Aim of the task: Transcribe each record exactly; skip any picture.

The data:
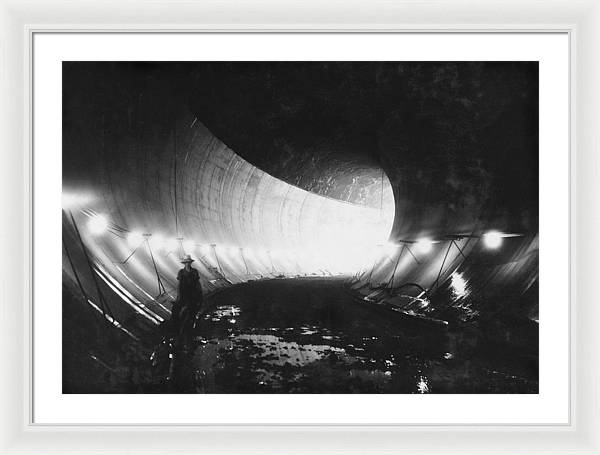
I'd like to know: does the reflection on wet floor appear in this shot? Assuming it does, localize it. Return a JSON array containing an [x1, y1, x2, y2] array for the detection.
[[189, 321, 396, 393], [149, 278, 538, 394]]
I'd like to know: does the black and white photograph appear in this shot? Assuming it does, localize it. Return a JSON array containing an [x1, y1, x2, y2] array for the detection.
[[62, 61, 539, 394]]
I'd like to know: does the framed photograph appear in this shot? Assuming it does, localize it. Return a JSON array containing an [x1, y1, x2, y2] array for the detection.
[[0, 0, 597, 454]]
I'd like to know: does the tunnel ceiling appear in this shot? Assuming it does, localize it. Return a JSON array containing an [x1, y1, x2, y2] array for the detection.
[[63, 62, 538, 237], [185, 61, 539, 234]]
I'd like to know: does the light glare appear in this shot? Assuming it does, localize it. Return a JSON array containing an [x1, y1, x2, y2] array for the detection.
[[383, 242, 398, 256], [483, 231, 503, 249], [127, 231, 144, 247], [88, 215, 108, 235], [149, 234, 165, 250], [182, 239, 195, 253], [450, 271, 469, 299], [415, 238, 433, 254], [165, 238, 179, 252], [62, 193, 93, 209]]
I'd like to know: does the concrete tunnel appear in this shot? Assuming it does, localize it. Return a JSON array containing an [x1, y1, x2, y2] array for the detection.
[[61, 62, 539, 393], [63, 114, 397, 331]]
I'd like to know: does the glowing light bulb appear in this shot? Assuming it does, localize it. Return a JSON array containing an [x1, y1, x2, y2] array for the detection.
[[483, 231, 503, 249], [88, 215, 108, 235], [415, 238, 433, 254], [127, 231, 144, 247]]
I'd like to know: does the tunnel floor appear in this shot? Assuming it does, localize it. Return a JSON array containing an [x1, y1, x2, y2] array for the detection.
[[64, 277, 539, 394], [153, 277, 538, 393]]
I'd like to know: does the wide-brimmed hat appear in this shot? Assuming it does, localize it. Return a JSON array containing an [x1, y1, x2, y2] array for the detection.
[[181, 254, 195, 263]]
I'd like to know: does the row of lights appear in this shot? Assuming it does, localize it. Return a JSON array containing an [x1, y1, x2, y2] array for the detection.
[[87, 213, 506, 266], [386, 231, 503, 254], [87, 214, 295, 259]]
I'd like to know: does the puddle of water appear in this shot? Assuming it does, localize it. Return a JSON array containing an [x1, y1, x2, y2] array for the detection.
[[149, 294, 538, 394]]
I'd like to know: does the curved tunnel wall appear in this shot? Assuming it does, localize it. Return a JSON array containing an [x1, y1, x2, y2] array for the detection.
[[63, 113, 539, 340], [62, 115, 396, 334]]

Solution to the exercise:
I'd like to know: does the reflection on wet floor appear in this shot? Assuming it does, localize it. Return a JSON array containing an [x1, y1, x2, y2] array for the detection.
[[189, 321, 396, 393], [149, 278, 538, 394]]
I'd like to know: does the black and white photograph appear in this shot? Assuming it does, localize it. Return a JSON array containing an [x1, y1, x2, y2] array for the detection.
[[62, 61, 539, 394]]
I'd like to know: does the framed photograph appear in this shot? Assuming it does, localize it. Return a JSON array containing an [x1, y1, x2, y2] array for the detection.
[[0, 0, 597, 454]]
I'd like to know: does the tunnel ceiling appear in this shot? Assuming it does, localize it. Return a JSON array containing an [x1, y1, x2, y2] array for the detection.
[[63, 62, 538, 237], [185, 61, 539, 234]]
I'd like to know: does the light glare appear in this shot? Assuming it does, localize it. Return a JSON array containing an [x1, y1, x2, y2] array for the detection.
[[383, 242, 398, 256], [483, 231, 503, 249], [127, 231, 144, 247], [88, 215, 108, 235], [149, 234, 165, 250], [182, 239, 195, 253], [450, 271, 469, 299], [415, 238, 433, 254], [165, 238, 179, 252], [62, 193, 93, 209]]
I'd like to know: does the concrete tunnel appear in this shot? Assuming it does, localize it. Return a JSON array containing an [x1, y1, x2, y2] array for the detection.
[[61, 62, 539, 393], [63, 114, 397, 331]]
I'd like to know: does the glowing light bulb appear in this shot? Assuming it does, localize it. Return a JSON array containing an [x1, y1, x2, y2] array for the detection.
[[483, 231, 503, 249], [88, 215, 108, 235], [415, 238, 433, 254], [127, 231, 144, 247]]
I'd like to know: does the tunnel floor appear in this shot? Assuming it does, localize it. Return a JSON array containing an [x1, y1, x2, y2] array for the detection.
[[64, 277, 539, 394], [153, 277, 538, 393]]
I'd like to know: does the wide-brimmed hat appear in this shot? Assuming it does, localize it. Return a JSON array containing an [x1, y1, x2, y2] array for the detection.
[[181, 254, 195, 263]]
I'd like to know: does the row of lights appear in this shot? Assuming it does, localize it. Return a JSON array containing an [x1, y1, x2, y2] array for the detection.
[[87, 213, 506, 266], [386, 231, 503, 254], [87, 214, 295, 259]]
I'd like to know: does the puddle of water appear in this shot? Assuming it does, localize it. Return a JSON array containing an [x1, y1, x2, y2] array for the detection.
[[149, 294, 538, 394]]
I'd like to know: does the curved tunnel wall appear in this shot? Assuming it does, localize it. Return a JSON array containing an [x1, y1, x2, y2] array for the detection.
[[63, 113, 539, 340], [62, 115, 396, 334]]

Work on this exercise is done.